Action item: In the material below, how many lines contain the word "facade"? The reply must be that number alone.

Data shown:
•••••

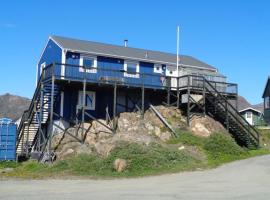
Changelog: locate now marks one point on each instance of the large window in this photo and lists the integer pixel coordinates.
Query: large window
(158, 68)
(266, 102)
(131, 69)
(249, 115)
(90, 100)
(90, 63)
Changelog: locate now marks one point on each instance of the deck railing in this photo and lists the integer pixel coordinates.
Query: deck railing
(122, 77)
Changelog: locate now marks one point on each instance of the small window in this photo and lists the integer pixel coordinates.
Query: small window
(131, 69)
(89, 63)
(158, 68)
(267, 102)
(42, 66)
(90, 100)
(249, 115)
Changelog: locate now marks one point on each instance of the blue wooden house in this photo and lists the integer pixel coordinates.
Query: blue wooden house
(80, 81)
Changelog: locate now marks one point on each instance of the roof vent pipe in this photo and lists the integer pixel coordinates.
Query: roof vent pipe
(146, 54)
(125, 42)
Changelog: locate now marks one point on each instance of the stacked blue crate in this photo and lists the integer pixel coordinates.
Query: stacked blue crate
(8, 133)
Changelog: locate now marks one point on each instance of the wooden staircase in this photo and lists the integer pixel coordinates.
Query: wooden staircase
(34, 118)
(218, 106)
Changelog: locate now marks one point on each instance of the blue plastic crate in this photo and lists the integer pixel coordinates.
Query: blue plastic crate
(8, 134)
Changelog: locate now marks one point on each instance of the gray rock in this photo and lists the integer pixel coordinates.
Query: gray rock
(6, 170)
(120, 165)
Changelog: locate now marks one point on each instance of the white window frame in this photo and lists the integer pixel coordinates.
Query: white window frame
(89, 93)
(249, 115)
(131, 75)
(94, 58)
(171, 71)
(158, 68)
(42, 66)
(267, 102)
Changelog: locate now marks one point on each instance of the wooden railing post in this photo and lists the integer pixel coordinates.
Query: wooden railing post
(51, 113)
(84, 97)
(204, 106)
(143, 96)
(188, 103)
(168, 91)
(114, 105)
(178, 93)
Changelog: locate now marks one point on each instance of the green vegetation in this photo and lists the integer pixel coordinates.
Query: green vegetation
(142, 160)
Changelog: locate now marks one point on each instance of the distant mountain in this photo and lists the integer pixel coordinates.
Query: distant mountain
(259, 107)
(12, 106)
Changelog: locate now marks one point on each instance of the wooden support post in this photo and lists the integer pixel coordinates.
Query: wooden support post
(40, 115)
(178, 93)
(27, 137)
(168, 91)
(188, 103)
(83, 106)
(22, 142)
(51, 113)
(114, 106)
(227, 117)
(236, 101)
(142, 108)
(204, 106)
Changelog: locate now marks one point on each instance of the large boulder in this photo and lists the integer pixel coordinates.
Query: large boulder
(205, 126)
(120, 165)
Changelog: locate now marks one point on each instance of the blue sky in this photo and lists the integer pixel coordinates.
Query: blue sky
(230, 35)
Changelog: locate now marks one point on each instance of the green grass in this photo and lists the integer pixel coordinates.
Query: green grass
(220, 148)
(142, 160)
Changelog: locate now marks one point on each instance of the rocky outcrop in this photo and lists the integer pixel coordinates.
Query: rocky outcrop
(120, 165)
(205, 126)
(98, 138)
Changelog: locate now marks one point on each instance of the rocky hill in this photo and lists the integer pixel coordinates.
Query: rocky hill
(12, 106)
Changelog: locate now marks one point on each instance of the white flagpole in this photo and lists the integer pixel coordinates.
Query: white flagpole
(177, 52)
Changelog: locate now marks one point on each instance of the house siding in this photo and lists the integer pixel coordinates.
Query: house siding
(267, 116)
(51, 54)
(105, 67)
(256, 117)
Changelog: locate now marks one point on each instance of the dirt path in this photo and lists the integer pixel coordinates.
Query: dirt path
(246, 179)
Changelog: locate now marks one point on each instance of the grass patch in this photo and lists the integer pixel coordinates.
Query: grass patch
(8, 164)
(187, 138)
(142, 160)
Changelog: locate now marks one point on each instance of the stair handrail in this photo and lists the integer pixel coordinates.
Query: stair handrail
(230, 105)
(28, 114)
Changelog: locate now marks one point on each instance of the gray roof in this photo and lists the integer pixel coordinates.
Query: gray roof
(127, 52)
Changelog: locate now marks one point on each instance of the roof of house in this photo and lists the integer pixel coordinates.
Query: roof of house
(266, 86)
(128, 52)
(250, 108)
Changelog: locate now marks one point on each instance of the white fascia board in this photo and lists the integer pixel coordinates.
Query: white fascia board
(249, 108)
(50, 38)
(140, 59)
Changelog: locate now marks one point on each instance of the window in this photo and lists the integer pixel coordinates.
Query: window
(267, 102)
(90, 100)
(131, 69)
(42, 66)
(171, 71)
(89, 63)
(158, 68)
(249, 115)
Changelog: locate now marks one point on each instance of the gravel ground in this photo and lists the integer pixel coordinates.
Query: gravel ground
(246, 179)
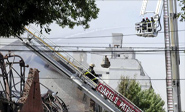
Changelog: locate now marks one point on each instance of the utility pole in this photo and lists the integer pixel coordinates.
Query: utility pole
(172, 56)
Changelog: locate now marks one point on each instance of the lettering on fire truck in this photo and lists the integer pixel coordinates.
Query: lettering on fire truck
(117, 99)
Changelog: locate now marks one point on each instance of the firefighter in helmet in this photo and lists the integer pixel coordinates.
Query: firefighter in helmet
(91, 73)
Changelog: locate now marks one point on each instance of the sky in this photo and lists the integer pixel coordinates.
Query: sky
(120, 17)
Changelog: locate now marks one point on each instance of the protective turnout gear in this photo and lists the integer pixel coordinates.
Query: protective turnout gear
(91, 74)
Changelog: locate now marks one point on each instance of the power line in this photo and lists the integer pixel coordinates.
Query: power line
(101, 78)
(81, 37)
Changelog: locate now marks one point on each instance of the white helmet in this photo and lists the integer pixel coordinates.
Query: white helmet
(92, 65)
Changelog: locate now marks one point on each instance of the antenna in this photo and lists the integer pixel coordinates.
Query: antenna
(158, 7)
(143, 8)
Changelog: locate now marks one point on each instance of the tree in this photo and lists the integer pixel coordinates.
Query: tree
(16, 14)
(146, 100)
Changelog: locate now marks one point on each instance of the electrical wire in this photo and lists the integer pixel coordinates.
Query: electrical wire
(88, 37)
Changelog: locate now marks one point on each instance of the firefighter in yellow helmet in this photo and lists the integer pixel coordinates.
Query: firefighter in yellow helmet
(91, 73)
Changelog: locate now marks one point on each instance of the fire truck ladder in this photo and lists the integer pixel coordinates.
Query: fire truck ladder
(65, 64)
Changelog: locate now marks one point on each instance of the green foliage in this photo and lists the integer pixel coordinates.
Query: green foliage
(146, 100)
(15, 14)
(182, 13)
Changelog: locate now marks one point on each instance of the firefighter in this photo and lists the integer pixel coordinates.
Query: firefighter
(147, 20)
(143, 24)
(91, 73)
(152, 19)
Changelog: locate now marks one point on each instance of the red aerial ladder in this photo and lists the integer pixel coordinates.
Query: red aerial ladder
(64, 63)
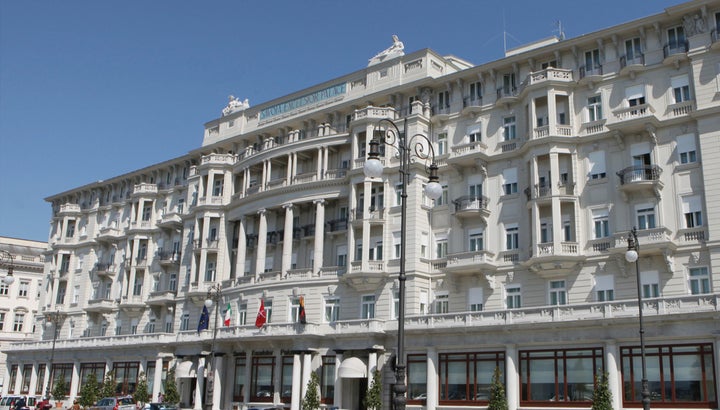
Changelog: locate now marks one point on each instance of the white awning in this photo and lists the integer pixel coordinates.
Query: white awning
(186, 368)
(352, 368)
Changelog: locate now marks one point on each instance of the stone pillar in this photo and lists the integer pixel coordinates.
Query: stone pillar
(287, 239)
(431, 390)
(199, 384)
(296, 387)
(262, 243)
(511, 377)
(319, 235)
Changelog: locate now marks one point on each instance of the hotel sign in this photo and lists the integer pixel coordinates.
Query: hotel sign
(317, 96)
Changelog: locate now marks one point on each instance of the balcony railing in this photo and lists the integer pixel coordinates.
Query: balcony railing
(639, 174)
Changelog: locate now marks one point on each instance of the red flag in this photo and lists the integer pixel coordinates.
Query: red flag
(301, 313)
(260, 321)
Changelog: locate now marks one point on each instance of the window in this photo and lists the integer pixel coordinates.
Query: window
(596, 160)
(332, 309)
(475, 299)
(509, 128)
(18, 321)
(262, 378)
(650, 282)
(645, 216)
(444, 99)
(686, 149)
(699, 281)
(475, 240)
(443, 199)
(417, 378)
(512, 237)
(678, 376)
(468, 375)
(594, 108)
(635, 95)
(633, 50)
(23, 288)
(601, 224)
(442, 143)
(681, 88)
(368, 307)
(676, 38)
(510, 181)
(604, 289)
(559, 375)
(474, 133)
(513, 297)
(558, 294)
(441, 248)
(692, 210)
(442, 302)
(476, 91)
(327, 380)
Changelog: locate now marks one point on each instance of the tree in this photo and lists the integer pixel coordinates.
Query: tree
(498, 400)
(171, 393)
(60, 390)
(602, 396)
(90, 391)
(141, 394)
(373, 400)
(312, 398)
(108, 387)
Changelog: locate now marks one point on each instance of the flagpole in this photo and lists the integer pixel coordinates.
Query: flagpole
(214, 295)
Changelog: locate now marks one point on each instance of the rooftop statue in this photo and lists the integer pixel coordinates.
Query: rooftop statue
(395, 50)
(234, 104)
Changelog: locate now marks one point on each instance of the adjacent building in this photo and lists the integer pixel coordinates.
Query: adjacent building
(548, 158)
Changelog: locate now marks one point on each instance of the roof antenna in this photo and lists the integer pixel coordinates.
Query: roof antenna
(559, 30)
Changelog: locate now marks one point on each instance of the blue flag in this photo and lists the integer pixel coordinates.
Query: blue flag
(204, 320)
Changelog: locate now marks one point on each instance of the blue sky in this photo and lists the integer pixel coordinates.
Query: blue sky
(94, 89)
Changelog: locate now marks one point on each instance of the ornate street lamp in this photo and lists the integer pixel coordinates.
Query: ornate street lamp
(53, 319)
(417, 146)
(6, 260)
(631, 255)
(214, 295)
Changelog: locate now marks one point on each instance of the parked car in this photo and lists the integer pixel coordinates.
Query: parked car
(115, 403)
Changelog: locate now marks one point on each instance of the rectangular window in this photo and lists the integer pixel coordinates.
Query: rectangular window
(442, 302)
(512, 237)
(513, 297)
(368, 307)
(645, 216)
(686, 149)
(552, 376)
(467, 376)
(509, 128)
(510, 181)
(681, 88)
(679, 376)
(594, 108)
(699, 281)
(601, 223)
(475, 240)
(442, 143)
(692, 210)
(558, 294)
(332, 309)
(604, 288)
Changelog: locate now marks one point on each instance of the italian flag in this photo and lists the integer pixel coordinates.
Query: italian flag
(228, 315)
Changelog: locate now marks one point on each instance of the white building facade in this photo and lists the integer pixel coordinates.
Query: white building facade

•••••

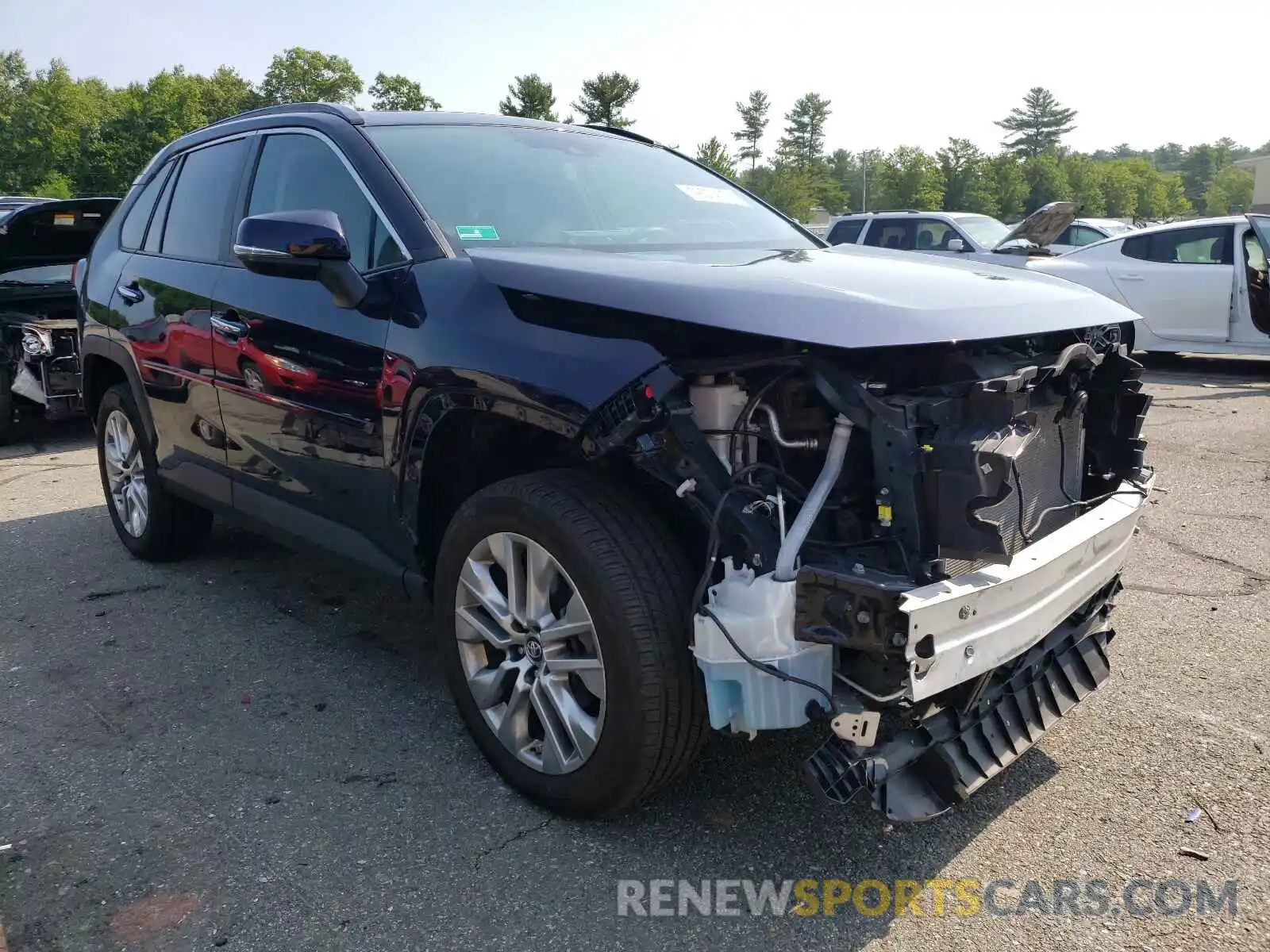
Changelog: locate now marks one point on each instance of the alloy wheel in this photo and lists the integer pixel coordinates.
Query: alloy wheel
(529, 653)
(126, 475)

•••••

Expected output: 2